START Record set

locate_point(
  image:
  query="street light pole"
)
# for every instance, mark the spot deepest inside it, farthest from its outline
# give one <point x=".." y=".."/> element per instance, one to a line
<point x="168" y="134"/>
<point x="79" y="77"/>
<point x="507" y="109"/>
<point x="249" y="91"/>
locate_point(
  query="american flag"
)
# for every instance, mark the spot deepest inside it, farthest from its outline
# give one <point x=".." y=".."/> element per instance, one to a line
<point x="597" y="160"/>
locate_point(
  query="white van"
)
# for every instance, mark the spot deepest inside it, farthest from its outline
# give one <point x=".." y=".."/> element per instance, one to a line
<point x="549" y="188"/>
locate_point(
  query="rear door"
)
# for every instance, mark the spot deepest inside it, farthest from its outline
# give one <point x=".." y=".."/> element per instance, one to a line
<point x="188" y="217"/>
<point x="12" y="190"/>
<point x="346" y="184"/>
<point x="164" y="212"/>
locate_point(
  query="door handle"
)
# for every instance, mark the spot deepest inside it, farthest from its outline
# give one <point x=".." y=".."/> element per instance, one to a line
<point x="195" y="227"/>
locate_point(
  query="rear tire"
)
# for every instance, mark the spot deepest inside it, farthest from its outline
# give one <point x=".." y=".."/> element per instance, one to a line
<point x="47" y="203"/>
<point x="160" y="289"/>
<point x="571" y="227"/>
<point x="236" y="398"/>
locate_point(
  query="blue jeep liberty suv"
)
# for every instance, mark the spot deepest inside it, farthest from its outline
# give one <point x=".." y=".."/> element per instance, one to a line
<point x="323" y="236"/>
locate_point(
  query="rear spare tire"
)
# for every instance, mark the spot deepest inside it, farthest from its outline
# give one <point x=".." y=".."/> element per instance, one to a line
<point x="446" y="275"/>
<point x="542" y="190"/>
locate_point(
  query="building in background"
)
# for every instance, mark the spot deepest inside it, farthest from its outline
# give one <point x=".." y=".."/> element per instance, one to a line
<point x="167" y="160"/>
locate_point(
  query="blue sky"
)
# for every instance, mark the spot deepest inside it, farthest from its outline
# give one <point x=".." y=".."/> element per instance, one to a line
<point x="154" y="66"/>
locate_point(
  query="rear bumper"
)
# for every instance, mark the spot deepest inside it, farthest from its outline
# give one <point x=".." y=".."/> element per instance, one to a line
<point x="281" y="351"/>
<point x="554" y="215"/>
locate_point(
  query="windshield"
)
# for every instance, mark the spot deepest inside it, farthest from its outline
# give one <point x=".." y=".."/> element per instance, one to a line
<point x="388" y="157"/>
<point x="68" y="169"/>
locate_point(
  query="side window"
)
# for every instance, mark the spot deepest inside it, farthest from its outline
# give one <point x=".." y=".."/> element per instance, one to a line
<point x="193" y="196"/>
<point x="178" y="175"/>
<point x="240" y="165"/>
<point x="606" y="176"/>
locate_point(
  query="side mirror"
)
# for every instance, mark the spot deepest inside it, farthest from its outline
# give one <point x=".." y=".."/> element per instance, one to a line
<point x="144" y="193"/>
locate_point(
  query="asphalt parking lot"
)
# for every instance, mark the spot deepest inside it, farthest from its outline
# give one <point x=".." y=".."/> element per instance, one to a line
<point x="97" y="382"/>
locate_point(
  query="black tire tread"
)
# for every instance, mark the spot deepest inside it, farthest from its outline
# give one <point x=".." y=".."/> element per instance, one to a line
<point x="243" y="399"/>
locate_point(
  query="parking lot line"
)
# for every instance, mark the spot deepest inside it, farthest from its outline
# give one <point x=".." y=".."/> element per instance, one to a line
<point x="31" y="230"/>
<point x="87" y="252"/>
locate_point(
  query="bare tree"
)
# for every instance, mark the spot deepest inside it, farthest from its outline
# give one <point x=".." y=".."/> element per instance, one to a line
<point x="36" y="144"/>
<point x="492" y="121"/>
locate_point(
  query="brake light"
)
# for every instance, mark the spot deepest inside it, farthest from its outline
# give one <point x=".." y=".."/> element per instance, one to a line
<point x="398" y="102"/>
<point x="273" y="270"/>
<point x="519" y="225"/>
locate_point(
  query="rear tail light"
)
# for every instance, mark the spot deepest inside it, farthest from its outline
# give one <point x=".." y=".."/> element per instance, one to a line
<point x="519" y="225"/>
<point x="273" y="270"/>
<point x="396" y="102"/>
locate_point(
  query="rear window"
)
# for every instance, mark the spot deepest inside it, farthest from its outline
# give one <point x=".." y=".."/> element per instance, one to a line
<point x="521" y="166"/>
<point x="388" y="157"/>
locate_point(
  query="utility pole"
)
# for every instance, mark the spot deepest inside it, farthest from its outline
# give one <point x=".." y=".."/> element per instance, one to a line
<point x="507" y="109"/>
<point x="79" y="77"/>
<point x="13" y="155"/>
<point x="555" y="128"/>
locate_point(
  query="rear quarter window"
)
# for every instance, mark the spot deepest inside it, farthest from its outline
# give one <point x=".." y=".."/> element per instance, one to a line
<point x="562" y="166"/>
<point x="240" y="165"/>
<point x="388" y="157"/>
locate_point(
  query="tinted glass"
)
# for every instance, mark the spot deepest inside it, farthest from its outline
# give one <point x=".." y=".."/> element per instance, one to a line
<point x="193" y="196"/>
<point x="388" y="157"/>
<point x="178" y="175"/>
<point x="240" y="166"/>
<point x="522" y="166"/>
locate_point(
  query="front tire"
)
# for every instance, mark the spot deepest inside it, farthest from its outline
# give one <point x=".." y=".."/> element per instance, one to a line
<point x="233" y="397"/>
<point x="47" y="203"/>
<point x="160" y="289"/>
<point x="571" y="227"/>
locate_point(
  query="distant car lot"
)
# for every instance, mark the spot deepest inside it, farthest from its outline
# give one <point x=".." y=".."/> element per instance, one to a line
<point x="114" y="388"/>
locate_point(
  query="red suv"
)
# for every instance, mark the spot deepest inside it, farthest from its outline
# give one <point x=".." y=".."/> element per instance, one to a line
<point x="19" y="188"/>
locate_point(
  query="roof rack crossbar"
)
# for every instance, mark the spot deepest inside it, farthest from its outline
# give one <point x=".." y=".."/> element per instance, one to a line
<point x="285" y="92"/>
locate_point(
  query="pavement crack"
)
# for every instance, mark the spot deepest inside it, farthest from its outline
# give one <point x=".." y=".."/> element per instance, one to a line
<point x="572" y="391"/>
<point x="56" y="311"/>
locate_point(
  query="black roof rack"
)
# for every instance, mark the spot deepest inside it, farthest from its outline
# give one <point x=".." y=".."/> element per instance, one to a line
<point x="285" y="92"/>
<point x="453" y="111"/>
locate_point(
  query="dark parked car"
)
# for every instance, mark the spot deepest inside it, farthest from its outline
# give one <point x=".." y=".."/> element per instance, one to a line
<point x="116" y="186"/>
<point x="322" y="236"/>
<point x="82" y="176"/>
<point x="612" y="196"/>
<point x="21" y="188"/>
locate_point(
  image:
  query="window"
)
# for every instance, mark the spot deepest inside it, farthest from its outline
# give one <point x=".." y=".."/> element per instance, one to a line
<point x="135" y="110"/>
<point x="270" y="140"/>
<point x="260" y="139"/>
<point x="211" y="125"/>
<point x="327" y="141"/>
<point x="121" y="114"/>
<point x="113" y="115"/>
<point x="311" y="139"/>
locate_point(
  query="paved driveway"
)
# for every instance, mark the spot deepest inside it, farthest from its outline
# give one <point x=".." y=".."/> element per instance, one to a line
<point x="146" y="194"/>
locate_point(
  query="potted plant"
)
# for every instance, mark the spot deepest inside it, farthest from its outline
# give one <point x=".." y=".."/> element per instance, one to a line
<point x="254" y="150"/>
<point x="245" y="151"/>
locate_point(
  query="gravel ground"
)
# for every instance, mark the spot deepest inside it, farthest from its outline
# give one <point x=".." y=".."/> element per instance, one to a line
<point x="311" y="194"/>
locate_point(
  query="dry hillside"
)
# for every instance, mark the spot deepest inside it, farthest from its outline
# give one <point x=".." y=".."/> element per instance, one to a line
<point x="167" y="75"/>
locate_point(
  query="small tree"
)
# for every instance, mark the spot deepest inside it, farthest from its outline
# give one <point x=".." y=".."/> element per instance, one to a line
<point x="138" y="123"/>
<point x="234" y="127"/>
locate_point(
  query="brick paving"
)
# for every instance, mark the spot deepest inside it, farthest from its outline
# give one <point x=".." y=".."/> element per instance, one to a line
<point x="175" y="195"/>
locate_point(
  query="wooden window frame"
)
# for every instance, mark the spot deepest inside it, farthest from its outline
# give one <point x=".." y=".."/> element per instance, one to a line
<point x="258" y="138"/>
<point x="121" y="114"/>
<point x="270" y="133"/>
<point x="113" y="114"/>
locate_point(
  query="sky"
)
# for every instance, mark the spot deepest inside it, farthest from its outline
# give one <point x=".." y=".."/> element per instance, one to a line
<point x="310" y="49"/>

END Record set

Problem to work on: Search the entries for the word "rear" and pick out every line that holds it.

Solution for this task:
  query="rear door"
  query="rear tire"
  query="rear spare tire"
  query="rear bumper"
  query="rear tail light"
  query="rear window"
  query="rear quarter window"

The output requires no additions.